----- Records for processing -----
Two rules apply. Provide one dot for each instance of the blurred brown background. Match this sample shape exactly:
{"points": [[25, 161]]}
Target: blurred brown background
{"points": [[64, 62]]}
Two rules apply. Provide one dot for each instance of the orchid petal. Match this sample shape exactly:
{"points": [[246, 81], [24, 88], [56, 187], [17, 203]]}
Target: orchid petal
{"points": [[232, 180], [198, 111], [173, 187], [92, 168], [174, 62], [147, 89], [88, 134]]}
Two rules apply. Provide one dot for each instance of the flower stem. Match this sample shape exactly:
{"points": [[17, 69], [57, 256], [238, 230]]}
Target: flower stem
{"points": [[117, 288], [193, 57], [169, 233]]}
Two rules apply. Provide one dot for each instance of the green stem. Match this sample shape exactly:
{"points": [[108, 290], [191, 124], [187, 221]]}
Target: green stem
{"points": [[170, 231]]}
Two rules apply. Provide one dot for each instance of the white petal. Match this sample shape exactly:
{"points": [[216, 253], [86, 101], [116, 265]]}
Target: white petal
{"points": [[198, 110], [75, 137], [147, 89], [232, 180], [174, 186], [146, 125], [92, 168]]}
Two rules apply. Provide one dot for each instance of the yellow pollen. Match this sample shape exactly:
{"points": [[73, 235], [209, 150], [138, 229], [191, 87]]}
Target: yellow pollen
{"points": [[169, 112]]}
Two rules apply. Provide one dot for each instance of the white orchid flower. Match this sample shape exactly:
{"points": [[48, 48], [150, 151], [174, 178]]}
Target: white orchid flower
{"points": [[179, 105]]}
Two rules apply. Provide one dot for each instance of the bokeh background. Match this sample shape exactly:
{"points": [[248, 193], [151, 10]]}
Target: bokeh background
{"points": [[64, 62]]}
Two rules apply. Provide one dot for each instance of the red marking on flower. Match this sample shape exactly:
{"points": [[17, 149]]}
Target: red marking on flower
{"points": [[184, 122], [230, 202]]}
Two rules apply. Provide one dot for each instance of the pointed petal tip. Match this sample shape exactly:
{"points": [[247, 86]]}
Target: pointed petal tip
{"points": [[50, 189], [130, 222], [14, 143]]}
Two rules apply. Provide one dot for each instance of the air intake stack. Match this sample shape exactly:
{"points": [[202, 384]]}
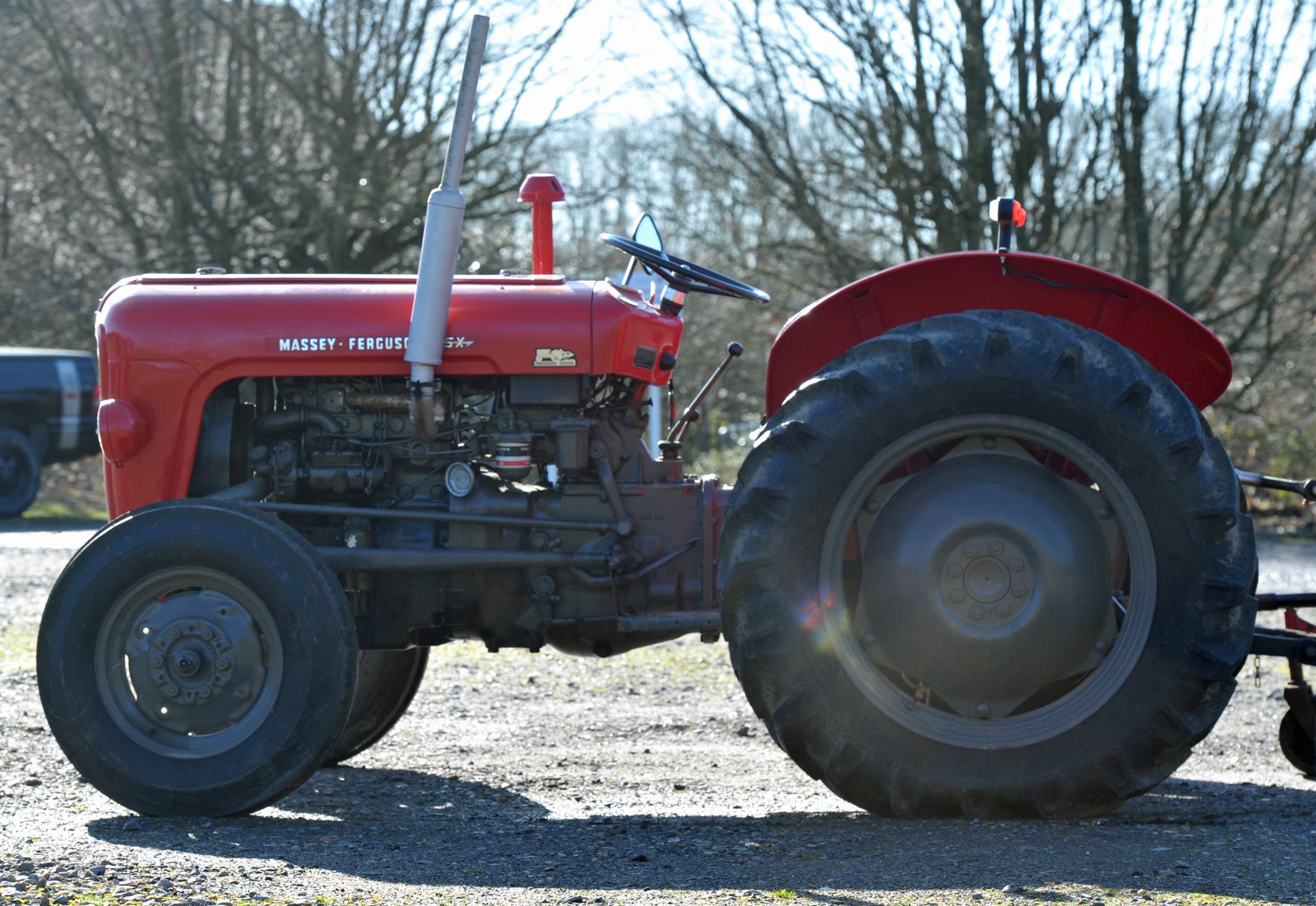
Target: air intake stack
{"points": [[438, 248]]}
-----
◆ To do ◆
Rewrite the listing from the line containing "of the yellow" through the end of the listing, with every "one dot" replaced by "one marker" and nothing else changed. Leave the pictures out.

◆ Answer to this problem ◆
Two rules apply. Provide one marker for each instance of the yellow pollen. Match this sample shape exactly:
{"points": [[73, 235], [209, 150], [138, 229], [191, 87]]}
Target: yellow pollen
{"points": [[169, 112]]}
Two rules apply. Provide one marker for each instance of the white orchid flower. Match this sample shape exactly:
{"points": [[48, 48], [150, 151], [174, 178]]}
Target: white orchid flower
{"points": [[179, 105]]}
Two rules apply. Provide one marker for each instance of the bokeh background. Match this sample shape exactly:
{"points": [[248, 193], [151, 10]]}
Target: bokeh background
{"points": [[64, 62]]}
Two rules apply. Provide one marker for each instance of the red marking on flower. Match this sample shape exactly:
{"points": [[17, 149]]}
Target: red marking on flower
{"points": [[184, 122], [230, 202]]}
Two rules apply. Provide one marker for each instance of the pointed petal tip. Match this sample shape exactly:
{"points": [[247, 86]]}
Target: pointed petal tip
{"points": [[50, 189], [130, 222], [14, 143]]}
Two rules apply. Provide one marker for each instance of the air intake stack. Match this sample shape exactly:
{"points": [[202, 384]]}
Target: air intake stack
{"points": [[438, 248]]}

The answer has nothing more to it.